▶ _Task description_:
Copy the lines from the one holding "Where can the spectator" through the one holding "Where can the adidas", both included, and change every "innermost point" to "center point" while leaving everything else as it is.

▶ _Task material_:
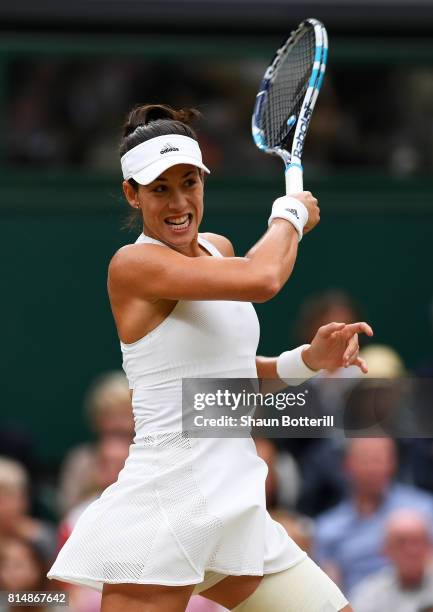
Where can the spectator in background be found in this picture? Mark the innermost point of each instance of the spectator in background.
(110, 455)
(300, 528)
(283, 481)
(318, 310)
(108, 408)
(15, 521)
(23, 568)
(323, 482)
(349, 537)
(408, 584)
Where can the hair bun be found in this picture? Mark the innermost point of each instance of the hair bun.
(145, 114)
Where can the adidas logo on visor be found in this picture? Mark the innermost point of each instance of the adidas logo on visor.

* * *

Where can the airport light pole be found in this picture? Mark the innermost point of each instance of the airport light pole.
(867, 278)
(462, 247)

==

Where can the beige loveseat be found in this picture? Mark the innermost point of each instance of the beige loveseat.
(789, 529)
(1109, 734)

▶ _Result of the task_:
Where can the spectator in background be found in this picture? Mark the center point of each instance of the spectator in background.
(110, 455)
(300, 528)
(283, 481)
(318, 310)
(108, 408)
(15, 521)
(23, 568)
(323, 482)
(349, 537)
(408, 584)
Where can the hair bun be found in this picture? Mark the center point of each instance of the hair bun.
(145, 114)
Where can the adidas logo on visor be found in this picture? Mark the center point of each instance of the adidas logo on visor.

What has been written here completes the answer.